---- DOCUMENT SECTION

Slow SQL is a common pain point in high‑performance systems. The article uses a classic interview question to explore the possible reasons behind slow queries and outlines a systematic analysis process.

1. Capturing Slow SQL

Java services often rely on middleware such as Alibaba Druid to log slow queries. MySQL provides built‑in slow‑query logging via the slow_query_log variable, which is disabled by default. Key parameters include:

slow_query_log : 1 to enable, 0 to disable.

slow_query_log_file : Path to the log file (default host_name-slow.log).

long_query_time : Threshold in seconds (default 10, range 0‑31536000).

min_examined_row_limit : Minimum rows examined to record a query.

log_output : FILE, TABLE, or NONE (default FILE).

log_timestamps : UTC or SYSTEM (SYSTEM is recommended).

log_queries_not_using_indexes : Record queries that ignore indexes.

log_slow_admin_statements : Include admin statements.

Typically only slow_query_log and long_query_time need adjustment; thresholds like 1 s or 3 s are common.

Configuration Methods

Two ways to enable slow‑query logging:

# Edit MySQL config file (persistent)
vim /etc/my.cnf
[mysqld]
slow_query_log = 1
slow_query_log_file = /var/log/mysql/sql-slow.log
long_query_time = 1
log_timestamps = SYSTEM
log_output = FILE
# Set variables at runtime (temporary)
SET GLOBAL slow_query_log = 'ON';
SET GLOBAL slow_query_log_file = '/var/log/mysql/sql-slow.log';
SET GLOBAL log_queries_not_using_indexes = 'ON';
SET SESSION long_query_time = 1;
SET SESSION min_examined_row_limit = 100;

Verify the settings:

SHOW VARIABLES LIKE '%slow_query_log%';

2. Analyzing the Slow Log Content

A typical log entry includes timestamp, user/host, query time, lock time, rows sent, rows examined, and the original SQL. Example:

# Time: 2022-11-02T09:23:37.004885Z
# User@Host: wtopps[wtopps] @ localhost []  Id: 10831
# Query_time: 1.609214  Lock_time: 0.003828 Rows_sent: 2050008  Rows_examined: 2150010
SET timestamp=1667381015;
SELECT A.* FROM `user` A LEFT JOIN grade B ON A.`id` = B.`user_id`;

Key fields:

Query_time : Execution time (seconds).

Lock_time : Time waiting for locks.

Rows_sent : Rows returned to the client.

Rows_examined : Rows examined by the engine.

From MySQL 8.0.14 onward, log_slow_extra can be enabled to capture additional metrics such as thread ID, I/O statistics, and sort details.

SET GLOBAL log_slow_extra = ON;

3. Execution Plan Analysis (EXPLAIN)

EXPLAIN reveals how MySQL intends to execute a query. Focus on two primary metrics:

Number of rows scanned.

Number of rows returned.

A low scan‑to‑return ratio indicates efficient use of indexes. The article lists three ways MySQL applies WHERE conditions, from best to worst:

Filter rows using an index (engine‑level).

Covering index (no table lookup).

Full table scan with filtering (server‑level).

Understanding Using index vs. Using where helps identify whether an index is fully utilized.

--------
---- RECORDS

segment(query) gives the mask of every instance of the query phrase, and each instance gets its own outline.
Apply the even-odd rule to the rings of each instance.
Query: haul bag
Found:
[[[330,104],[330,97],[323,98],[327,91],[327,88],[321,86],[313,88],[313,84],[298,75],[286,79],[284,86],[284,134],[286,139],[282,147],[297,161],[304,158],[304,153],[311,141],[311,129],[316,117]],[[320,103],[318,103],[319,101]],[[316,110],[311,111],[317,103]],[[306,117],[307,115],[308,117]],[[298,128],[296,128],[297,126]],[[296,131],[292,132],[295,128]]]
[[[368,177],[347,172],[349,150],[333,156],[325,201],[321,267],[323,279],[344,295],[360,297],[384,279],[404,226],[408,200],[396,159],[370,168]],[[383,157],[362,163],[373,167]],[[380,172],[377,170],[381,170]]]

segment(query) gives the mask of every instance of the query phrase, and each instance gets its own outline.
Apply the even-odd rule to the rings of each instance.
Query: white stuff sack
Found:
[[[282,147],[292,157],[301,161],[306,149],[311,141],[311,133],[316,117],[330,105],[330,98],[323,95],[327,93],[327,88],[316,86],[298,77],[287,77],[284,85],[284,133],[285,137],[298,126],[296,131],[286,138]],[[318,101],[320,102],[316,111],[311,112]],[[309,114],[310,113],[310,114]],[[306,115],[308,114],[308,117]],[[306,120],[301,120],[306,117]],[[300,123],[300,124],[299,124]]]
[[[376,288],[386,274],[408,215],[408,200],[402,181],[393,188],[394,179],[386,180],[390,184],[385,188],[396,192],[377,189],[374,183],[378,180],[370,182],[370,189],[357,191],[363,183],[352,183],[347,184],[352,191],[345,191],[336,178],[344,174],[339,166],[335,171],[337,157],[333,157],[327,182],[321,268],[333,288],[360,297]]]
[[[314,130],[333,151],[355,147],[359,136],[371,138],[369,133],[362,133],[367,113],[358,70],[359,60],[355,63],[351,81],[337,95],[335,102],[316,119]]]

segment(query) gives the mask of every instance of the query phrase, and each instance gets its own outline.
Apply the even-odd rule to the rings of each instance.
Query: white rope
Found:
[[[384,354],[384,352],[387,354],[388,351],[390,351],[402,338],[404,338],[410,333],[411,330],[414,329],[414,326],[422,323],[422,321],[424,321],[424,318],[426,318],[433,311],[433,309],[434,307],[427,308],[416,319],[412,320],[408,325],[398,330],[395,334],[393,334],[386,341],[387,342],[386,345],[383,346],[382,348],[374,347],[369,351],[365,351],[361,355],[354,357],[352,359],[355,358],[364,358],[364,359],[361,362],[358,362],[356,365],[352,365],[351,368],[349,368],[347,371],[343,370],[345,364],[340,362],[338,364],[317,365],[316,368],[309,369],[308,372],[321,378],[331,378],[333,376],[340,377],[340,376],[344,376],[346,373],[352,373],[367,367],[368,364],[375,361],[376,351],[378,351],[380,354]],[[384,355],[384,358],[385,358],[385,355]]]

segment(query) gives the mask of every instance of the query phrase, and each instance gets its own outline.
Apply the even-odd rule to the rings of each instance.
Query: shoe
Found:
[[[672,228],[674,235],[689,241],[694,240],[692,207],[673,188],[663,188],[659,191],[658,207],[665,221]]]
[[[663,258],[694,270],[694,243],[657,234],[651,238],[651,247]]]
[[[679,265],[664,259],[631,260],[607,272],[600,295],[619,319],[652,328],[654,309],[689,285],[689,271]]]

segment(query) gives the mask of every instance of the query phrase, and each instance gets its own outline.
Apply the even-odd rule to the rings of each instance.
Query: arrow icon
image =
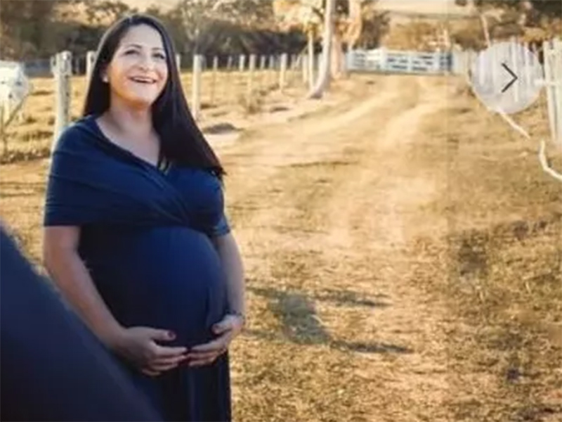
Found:
[[[504,69],[507,70],[509,72],[509,75],[511,75],[514,77],[514,79],[509,81],[509,83],[507,84],[507,85],[506,85],[505,87],[504,87],[503,89],[502,89],[502,93],[503,94],[509,89],[509,87],[511,87],[511,85],[514,84],[514,83],[515,83],[515,81],[518,79],[518,77],[517,75],[516,75],[515,73],[511,72],[511,70],[507,67],[507,65],[506,65],[505,63],[502,63],[502,65],[503,66]]]

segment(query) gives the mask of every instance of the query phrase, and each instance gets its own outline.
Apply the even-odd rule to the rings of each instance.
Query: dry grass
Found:
[[[218,146],[247,274],[236,420],[560,419],[562,186],[454,84],[353,77]],[[544,110],[516,118],[544,135]],[[0,181],[35,258],[46,171]]]
[[[292,101],[304,94],[305,87],[297,70],[287,72],[287,90],[279,95],[279,72],[260,70],[254,73],[252,87],[247,89],[249,73],[238,71],[207,70],[201,79],[202,124],[207,126],[221,122],[243,118],[247,114],[257,114],[266,105],[274,106]],[[301,79],[299,79],[301,78]],[[192,75],[184,72],[182,84],[188,101],[191,103]],[[0,162],[44,158],[48,156],[55,124],[55,82],[53,78],[32,80],[33,91],[23,107],[23,119],[8,127],[6,140],[7,151],[3,151]],[[71,81],[71,120],[77,119],[86,89],[84,77],[74,77]]]

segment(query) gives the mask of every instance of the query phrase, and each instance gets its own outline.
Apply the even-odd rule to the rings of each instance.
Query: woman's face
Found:
[[[160,34],[148,25],[131,27],[121,39],[103,74],[112,98],[134,108],[150,107],[168,79],[166,51]]]

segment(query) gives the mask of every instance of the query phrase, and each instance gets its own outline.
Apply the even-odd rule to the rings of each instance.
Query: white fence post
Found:
[[[86,53],[86,77],[88,83],[92,77],[93,72],[93,65],[96,63],[96,51],[88,51]]]
[[[178,72],[181,75],[181,54],[179,53],[176,53],[176,66],[178,68]]]
[[[248,87],[247,92],[247,104],[251,104],[251,97],[254,94],[254,72],[256,70],[256,55],[250,54],[248,72]]]
[[[216,77],[218,72],[218,57],[215,56],[213,58],[213,73],[211,79],[211,103],[215,103],[215,90],[216,89]]]
[[[201,68],[202,56],[196,54],[193,56],[193,75],[191,84],[191,113],[193,118],[199,119],[201,112]]]
[[[287,53],[283,53],[281,55],[281,68],[279,72],[279,89],[282,92],[285,87],[285,74],[287,72],[287,58],[288,56]]]
[[[55,77],[56,115],[51,152],[54,151],[57,141],[70,122],[70,77],[72,75],[72,54],[62,51],[51,58],[51,70]]]

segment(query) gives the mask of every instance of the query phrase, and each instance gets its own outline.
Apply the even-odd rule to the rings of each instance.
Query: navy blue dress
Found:
[[[162,421],[0,226],[0,420]]]
[[[214,338],[228,312],[226,274],[211,238],[228,234],[222,186],[209,171],[162,172],[107,139],[94,117],[67,128],[53,153],[45,225],[81,227],[79,252],[125,326],[176,333],[166,345]],[[169,421],[230,421],[228,354],[158,377],[122,362]]]

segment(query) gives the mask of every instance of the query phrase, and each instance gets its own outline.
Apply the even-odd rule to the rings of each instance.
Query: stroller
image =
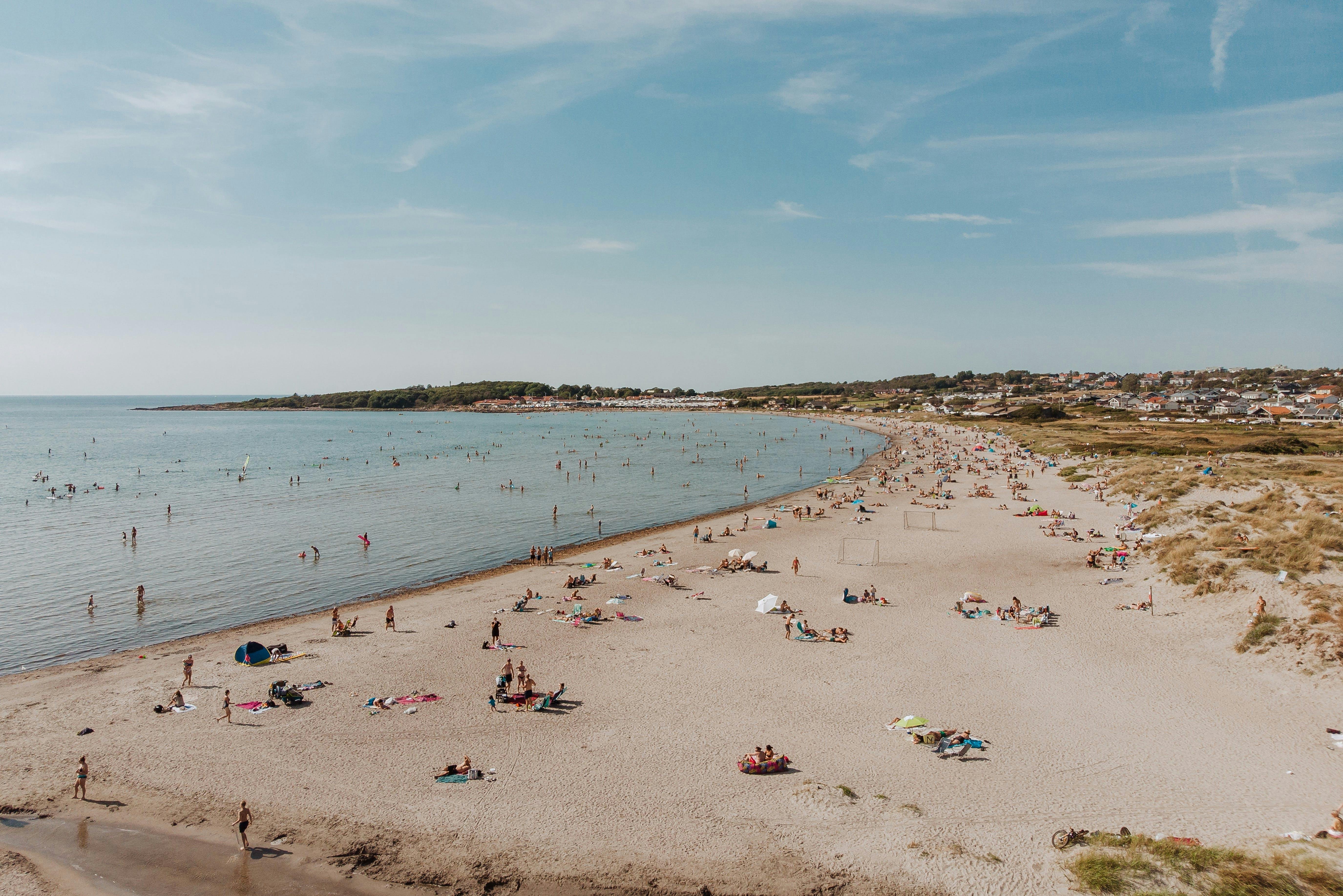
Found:
[[[271,681],[270,699],[279,700],[286,707],[293,707],[295,703],[304,703],[306,700],[304,692],[287,681]]]

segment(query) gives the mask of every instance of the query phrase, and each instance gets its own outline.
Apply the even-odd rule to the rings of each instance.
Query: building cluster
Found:
[[[724,406],[732,404],[732,402],[721,398],[710,398],[705,395],[678,395],[673,396],[669,394],[662,395],[630,395],[626,398],[598,398],[595,395],[587,398],[556,398],[553,395],[543,396],[517,396],[517,398],[500,398],[500,399],[486,399],[483,402],[475,402],[471,407],[477,411],[572,411],[576,408],[586,407],[606,407],[606,408],[642,408],[642,410],[713,410]]]

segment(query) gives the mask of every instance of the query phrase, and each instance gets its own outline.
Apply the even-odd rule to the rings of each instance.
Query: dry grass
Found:
[[[1086,893],[1343,896],[1343,875],[1330,845],[1258,856],[1140,834],[1093,834],[1089,844],[1089,849],[1065,864],[1077,889]]]

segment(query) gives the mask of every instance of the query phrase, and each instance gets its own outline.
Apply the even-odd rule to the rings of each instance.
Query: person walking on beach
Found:
[[[240,852],[251,852],[251,844],[247,842],[247,825],[251,823],[251,809],[247,807],[247,801],[244,799],[238,806],[238,836],[242,838],[243,845],[238,849]]]
[[[89,756],[79,756],[75,766],[75,793],[71,799],[89,799]]]

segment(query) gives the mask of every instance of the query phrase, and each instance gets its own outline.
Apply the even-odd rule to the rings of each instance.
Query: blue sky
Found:
[[[0,32],[0,392],[1339,364],[1343,5],[243,0]]]

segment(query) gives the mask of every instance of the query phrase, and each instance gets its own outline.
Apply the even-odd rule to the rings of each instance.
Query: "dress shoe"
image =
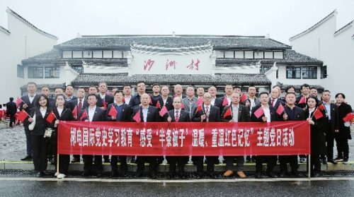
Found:
[[[256,174],[254,174],[254,178],[261,179],[261,177],[262,177],[262,176],[261,176],[261,172],[256,172]]]
[[[240,177],[241,179],[246,178],[246,174],[244,174],[244,172],[242,171],[237,171],[236,174],[237,175],[239,175],[239,177]]]
[[[330,162],[330,163],[332,163],[332,164],[333,164],[333,165],[336,165],[336,164],[338,164],[338,162],[336,162],[336,161],[335,161],[335,160],[328,160],[328,161],[327,161],[327,162]]]
[[[275,175],[273,172],[267,172],[267,176],[270,178],[278,178],[278,176]]]
[[[80,162],[80,159],[78,158],[73,158],[72,160],[72,163],[77,163]]]
[[[232,170],[227,169],[227,172],[225,172],[225,173],[224,173],[224,176],[229,177],[229,176],[232,175],[233,174],[234,174],[234,172]]]
[[[21,159],[21,161],[32,161],[32,155],[27,155]]]

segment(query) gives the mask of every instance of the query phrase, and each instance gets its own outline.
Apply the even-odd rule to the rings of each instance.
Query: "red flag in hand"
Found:
[[[199,105],[198,107],[197,108],[197,110],[195,110],[195,114],[197,114],[198,112],[202,110],[202,105]]]
[[[302,97],[298,104],[305,103],[306,97],[304,96]]]
[[[224,114],[224,118],[231,116],[232,114],[231,112],[231,107],[229,107],[229,109],[227,109],[227,110],[226,110],[225,114]]]
[[[224,97],[224,100],[222,101],[222,106],[229,105],[229,101],[226,97]]]
[[[50,111],[50,113],[49,113],[49,115],[45,120],[47,121],[49,123],[52,123],[53,122],[53,120],[55,119],[57,119],[55,114],[54,114],[53,111]]]
[[[19,97],[17,97],[16,107],[18,107],[18,105],[20,105],[20,104],[21,104],[21,102],[23,102],[23,101]]]
[[[278,107],[277,111],[275,112],[277,112],[277,114],[278,114],[279,115],[281,115],[284,110],[285,110],[285,109],[284,109],[284,107],[282,107],[281,104],[279,104],[279,106]]]
[[[134,116],[133,119],[137,123],[140,122],[140,109],[139,109],[137,114]]]
[[[25,111],[25,109],[22,109],[22,111],[18,113],[18,116],[17,117],[17,119],[20,120],[21,121],[23,122],[23,121],[28,117],[28,114]]]
[[[242,94],[242,96],[241,96],[241,102],[244,102],[246,99],[247,99],[247,95],[246,95],[246,92],[244,92]]]
[[[162,107],[162,108],[160,110],[160,116],[161,117],[164,117],[164,115],[167,112],[167,108],[166,108],[166,106],[164,105],[164,107]]]
[[[317,109],[316,109],[316,110],[314,110],[314,118],[316,119],[321,119],[323,116],[324,116],[324,114],[322,114],[322,112],[321,112],[321,110],[319,110],[319,109],[317,107]]]
[[[75,107],[74,107],[74,109],[72,109],[72,115],[74,117],[76,117],[77,116],[77,109],[76,109],[76,106],[75,106]]]
[[[263,114],[264,114],[264,110],[262,106],[261,106],[256,112],[254,112],[253,114],[258,119],[261,117]]]
[[[118,112],[117,112],[117,109],[115,109],[115,107],[114,107],[113,105],[110,107],[110,112],[108,112],[108,115],[115,117],[117,117],[117,114],[118,114]]]
[[[88,117],[88,116],[87,115],[86,110],[84,111],[84,113],[82,113],[82,116],[80,117],[80,120],[82,121],[83,119]]]

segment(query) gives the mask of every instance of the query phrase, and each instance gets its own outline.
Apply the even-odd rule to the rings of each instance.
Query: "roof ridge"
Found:
[[[332,18],[333,16],[336,16],[338,13],[337,12],[337,10],[334,10],[333,12],[331,12],[330,14],[329,14],[327,16],[326,16],[325,18],[324,18],[322,20],[321,20],[319,23],[314,24],[314,25],[313,25],[312,27],[308,28],[307,30],[293,36],[293,37],[291,37],[290,38],[289,38],[289,41],[292,41],[295,39],[297,39],[303,35],[304,35],[305,34],[307,34],[308,32],[312,32],[312,30],[315,30],[316,28],[317,28],[319,25],[322,25],[323,23],[324,23],[326,21],[327,21],[328,20],[329,20],[329,18]]]
[[[0,25],[0,32],[3,32],[5,34],[10,35],[11,34],[9,30],[4,28],[3,26]]]
[[[25,20],[24,18],[23,18],[22,16],[21,16],[19,14],[18,14],[17,13],[14,12],[13,10],[10,9],[10,8],[7,7],[6,12],[8,13],[10,13],[11,15],[13,16],[15,18],[16,18],[17,19],[20,20],[23,23],[25,23],[25,25],[27,25],[28,27],[30,27],[32,29],[33,29],[34,30],[35,30],[35,31],[41,33],[42,35],[45,35],[45,36],[47,36],[48,37],[52,38],[52,39],[56,40],[58,40],[58,37],[56,37],[55,35],[51,35],[50,33],[47,33],[47,32],[43,31],[43,30],[40,30],[39,28],[38,28],[37,27],[35,27],[35,25],[33,25],[32,23],[30,23],[30,22],[28,22],[28,20]]]
[[[341,34],[343,32],[346,31],[346,30],[349,29],[350,28],[353,27],[353,23],[354,22],[354,20],[353,20],[352,21],[350,21],[349,23],[346,24],[346,25],[344,25],[343,28],[341,28],[341,29],[336,30],[334,33],[333,33],[333,36],[334,37],[336,37],[337,35]]]

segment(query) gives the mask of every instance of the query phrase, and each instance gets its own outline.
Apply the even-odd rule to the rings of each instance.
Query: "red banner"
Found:
[[[310,153],[307,121],[61,121],[58,153],[110,155],[282,155]]]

--------

● **WORK INSTRUCTIONS**:
A – In the slow-SQL article, could you rewrite the stretch from "slow_query_log_file : Path" through "that ignore indexes." with "Cutoff" in place of "Threshold"?
B – Answer these about the slow-SQL article:
(i) What is the default value of long_query_time?
(ii) From which MySQL version onward can log_slow_extra be enabled?
(iii) What does the Rows_sent field show?
C – How would you put this sentence from the slow-SQL article into French: "EXPLAIN reveals how MySQL intends to execute a query."

● **RESPONSES FOR EACH TASK**:
A –
slow_query_log_file : Path to the log file (default host_name-slow.log).

long_query_time : Cutoff in seconds (default 10, range 0‑31536000).

min_examined_row_limit : Minimum rows examined to record a query.

log_output : FILE, TABLE, or NONE (default FILE).

log_timestamps : UTC or SYSTEM (SYSTEM is recommended).

log_queries_not_using_indexes : Record queries that ignore indexes.

B –
(i) 10 seconds.
(ii) MySQL 8.0.14.
(iii) The rows returned to the client.

C – EXPLAIN révèle comment MySQL prévoit d'exécuter une requête.